* BRIEF: Lay out the lines below as a numbered list, dropping any blank lines and omitting the pictures.

* Pointing dataset records:
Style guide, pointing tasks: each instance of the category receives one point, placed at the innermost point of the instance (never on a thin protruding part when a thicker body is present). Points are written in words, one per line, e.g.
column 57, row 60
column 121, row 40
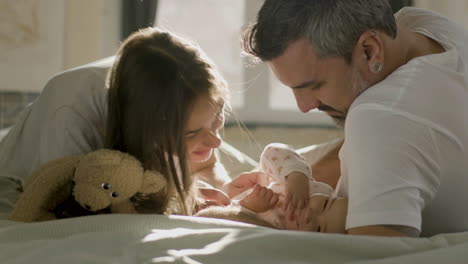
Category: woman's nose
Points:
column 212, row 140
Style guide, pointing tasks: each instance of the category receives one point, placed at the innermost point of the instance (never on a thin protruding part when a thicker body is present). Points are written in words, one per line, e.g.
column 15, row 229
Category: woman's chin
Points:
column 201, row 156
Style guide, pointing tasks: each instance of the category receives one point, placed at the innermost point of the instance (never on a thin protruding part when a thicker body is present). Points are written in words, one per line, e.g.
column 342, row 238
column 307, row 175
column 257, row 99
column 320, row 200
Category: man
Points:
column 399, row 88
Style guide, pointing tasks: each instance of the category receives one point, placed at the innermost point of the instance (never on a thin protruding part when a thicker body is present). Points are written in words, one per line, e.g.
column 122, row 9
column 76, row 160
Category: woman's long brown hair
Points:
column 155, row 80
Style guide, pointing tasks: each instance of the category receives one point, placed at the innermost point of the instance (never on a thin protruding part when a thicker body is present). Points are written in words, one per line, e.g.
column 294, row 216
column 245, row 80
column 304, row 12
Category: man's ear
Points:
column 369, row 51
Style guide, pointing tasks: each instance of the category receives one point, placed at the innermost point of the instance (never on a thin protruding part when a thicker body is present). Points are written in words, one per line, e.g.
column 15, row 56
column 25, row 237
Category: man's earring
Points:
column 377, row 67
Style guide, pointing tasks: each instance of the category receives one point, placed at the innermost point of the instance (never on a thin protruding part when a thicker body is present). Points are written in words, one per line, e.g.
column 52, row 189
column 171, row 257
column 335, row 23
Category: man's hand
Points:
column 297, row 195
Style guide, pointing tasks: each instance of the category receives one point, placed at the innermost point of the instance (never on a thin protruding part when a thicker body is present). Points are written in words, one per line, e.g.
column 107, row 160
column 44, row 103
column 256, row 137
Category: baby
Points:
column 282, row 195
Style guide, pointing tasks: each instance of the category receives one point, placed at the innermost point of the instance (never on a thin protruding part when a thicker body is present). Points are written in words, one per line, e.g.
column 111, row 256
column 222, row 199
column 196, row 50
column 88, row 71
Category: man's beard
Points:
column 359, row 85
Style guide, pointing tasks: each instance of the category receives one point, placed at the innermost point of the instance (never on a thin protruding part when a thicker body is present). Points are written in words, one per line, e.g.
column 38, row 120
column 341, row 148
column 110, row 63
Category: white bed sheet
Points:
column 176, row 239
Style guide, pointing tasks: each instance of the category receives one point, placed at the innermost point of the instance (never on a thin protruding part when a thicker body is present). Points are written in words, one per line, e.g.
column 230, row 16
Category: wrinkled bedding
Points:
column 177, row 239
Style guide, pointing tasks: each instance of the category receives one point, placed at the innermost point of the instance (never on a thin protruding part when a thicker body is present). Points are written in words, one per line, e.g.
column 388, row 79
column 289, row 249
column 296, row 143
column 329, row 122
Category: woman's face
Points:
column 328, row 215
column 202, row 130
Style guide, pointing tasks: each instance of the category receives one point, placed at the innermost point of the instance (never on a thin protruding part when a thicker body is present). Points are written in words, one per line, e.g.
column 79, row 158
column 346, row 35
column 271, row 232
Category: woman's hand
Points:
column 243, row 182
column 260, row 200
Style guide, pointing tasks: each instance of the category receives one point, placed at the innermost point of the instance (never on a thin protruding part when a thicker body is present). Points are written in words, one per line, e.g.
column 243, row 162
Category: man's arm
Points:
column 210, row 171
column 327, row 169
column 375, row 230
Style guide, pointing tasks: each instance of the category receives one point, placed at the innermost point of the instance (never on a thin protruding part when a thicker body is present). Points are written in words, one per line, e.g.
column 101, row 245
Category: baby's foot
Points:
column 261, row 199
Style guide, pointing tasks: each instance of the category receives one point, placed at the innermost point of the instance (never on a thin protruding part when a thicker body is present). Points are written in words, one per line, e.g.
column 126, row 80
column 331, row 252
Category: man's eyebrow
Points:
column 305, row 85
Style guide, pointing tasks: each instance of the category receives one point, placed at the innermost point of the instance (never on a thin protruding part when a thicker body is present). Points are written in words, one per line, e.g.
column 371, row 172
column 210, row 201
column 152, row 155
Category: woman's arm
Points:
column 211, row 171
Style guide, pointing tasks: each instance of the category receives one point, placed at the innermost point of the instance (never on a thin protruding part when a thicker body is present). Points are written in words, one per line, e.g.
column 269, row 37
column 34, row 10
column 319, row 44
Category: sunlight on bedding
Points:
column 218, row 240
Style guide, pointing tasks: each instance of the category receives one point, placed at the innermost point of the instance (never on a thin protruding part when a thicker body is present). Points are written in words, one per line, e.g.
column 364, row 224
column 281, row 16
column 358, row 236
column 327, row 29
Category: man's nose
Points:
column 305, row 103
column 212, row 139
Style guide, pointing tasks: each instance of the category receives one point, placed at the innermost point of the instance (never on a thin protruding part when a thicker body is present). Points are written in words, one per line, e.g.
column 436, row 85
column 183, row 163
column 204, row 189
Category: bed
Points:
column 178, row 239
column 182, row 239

* ANSWER TO THIS PROBLEM:
1. Style guide, pointing tasks: each instance of the category receives one point, placed at the innermost point of the instance (never on a thin protruding part when a thicker body is present). Points are written in words, one per line, e.g.
2. column 57, row 60
3. column 121, row 40
4. Category: woman's nose
5. Points:
6. column 212, row 140
7. Style guide, pointing tasks: each instance of the category receives one point, placed at the innermost point of the instance (never on a thin protruding part when a thicker body is present). Points are written in words, one per line, e.g.
8. column 15, row 229
9. Category: woman's chin
10. Points:
11. column 201, row 156
12. Style guide, pointing tasks: each instance of the category receives one point, placed at the innermost point of the instance (never on a thin protruding part when a thicker body is present). Points are written in words, one per line, e.g.
13. column 342, row 238
14. column 307, row 175
15. column 257, row 99
16. column 320, row 200
17. Category: man
18. Points:
19. column 399, row 88
20. Style guide, pointing tasks: each instance of the category receives one point, placed at the innermost point of the instance (never on a thin protruding part when a thicker body is present). Points are written in words, one per line, e.g.
21. column 122, row 9
22. column 76, row 160
23. Category: woman's long brown hair
24. Points:
25. column 155, row 80
26. Style guide, pointing tasks: each instance of the category receives one point, placed at the innermost point of the instance (never on a thin protruding part when a thicker body is present). Points are written in words, one per line, e.g.
27. column 294, row 216
28. column 245, row 80
29. column 304, row 12
30. Category: man's ear
31. Points:
32. column 369, row 51
33. Style guide, pointing tasks: each instance of the category receives one point, placed at the innermost point of the instance (never on a thin protruding part when a thicker body is present). Points are written in words, one per line, e.g.
34. column 15, row 56
35. column 25, row 237
36. Category: man's earring
37. Points:
38. column 377, row 67
39. Style guide, pointing tasks: each instance of the category receives one point, placed at the innermost point of the instance (never on a thin protruding part when a thicker body is present). Points are written in words, one per line, e.g.
40. column 52, row 189
41. column 171, row 257
42. column 335, row 23
43. Category: man's hand
44. Points:
45. column 297, row 195
46. Style guide, pointing tasks: each instance of the category receives one point, placed at the innermost point of the instance (never on a thin protruding part when a thicker body is present). Points are written in words, one per line, e.g.
47. column 107, row 160
48. column 44, row 103
49. column 256, row 137
50. Category: baby
51. Points:
52. column 282, row 195
53. Style guide, pointing tasks: each instance of the category receives one point, placed at the innermost point of the instance (never on a thin protruding part when a thicker body is present). Points are written in words, one per line, e.g.
54. column 111, row 256
55. column 222, row 199
56. column 196, row 50
57. column 88, row 71
58. Category: man's beard
59. Points:
60. column 359, row 85
61. Style guide, pointing tasks: each instance of the category receives one point, placed at the innermost point of the instance (never on a thin protruding part when a thicker body is present). Points are written in words, one per line, e.g.
62. column 38, row 120
63. column 341, row 148
64. column 110, row 63
65. Category: white bed sheet
66. Points:
67. column 176, row 239
68. Style guide, pointing tasks: each instance of the category receives one point, placed at the innermost point of the instance (never on a thin protruding part when a thicker body is present). Points are written in words, one per line, e.g.
69. column 230, row 16
70. Category: wrinkled bedding
71. Points:
72. column 177, row 239
73. Style guide, pointing tasks: each instance of the category receives one point, placed at the innermost point of the instance (never on a thin protruding part when a thicker body is present). Points are written in words, one per line, e.g.
74. column 388, row 79
75. column 289, row 249
76. column 296, row 143
77. column 329, row 122
78. Category: woman's face
79. Points:
80. column 328, row 215
81. column 202, row 130
82. Style guide, pointing tasks: each instance of the category receives one point, placed at the innermost point of the instance (never on a thin protruding part when a thicker body is present). Points are written in words, one per line, e.g.
83. column 79, row 158
84. column 346, row 35
85. column 271, row 232
86. Category: woman's hand
87. Points:
88. column 243, row 182
89. column 260, row 200
90. Style guide, pointing tasks: each instance of the category receives one point, placed at the innermost point of the instance (never on a thin protruding part when a thicker body is present). Points are written in words, one per line, e.g.
91. column 243, row 162
92. Category: man's arm
93. Points:
94. column 210, row 171
95. column 327, row 169
96. column 375, row 230
97. Style guide, pointing tasks: each instance of the category receives one point, placed at the innermost point of the instance (never on a thin protruding part when a thicker body is present). Points are written in words, one per line, e.g.
98. column 101, row 245
99. Category: baby's foot
100. Points:
101. column 261, row 199
102. Style guide, pointing tasks: each instance of the category receives one point, placed at the innermost point of the instance (never on a thin protruding part when a thicker body is present). Points are written in words, one per line, e.g.
103. column 126, row 80
104. column 331, row 252
105. Category: man's eyebrow
106. Points:
107. column 305, row 85
108. Style guide, pointing tasks: each instance of the category receives one point, placed at the innermost point of the instance (never on a thin protruding part when a thicker body is present). Points are written in words, one per line, e.g.
109. column 371, row 172
110. column 210, row 201
111. column 152, row 155
112. Category: woman's arm
113. Points:
114. column 211, row 171
115. Style guide, pointing tasks: each instance of the category receives one point, placed at the innermost point of the instance (never on a thin protruding part when a thicker body is present). Points are written in words, one per line, e.g.
116. column 269, row 37
117. column 34, row 10
118. column 319, row 44
119. Category: sunlight on bedding
120. Points:
121. column 218, row 240
122. Style guide, pointing tasks: each instance of the category receives one point, placed at the innermost point of the instance (never on a thin protruding part when a thicker body is present). Points are written in words, one per line, e.g.
123. column 364, row 224
124. column 281, row 16
125. column 358, row 236
126. column 327, row 29
127. Category: man's nose
128. Points:
129. column 305, row 103
130. column 212, row 139
131. Style guide, pointing tasks: each instance of the category receives one point, placed at the innermost point of the instance (never on a thin protruding part when a thicker body is present). Points are written in words, one per line, e.g.
132. column 436, row 85
133. column 183, row 163
134. column 204, row 189
135. Category: bed
136. Points:
137. column 178, row 239
138. column 182, row 239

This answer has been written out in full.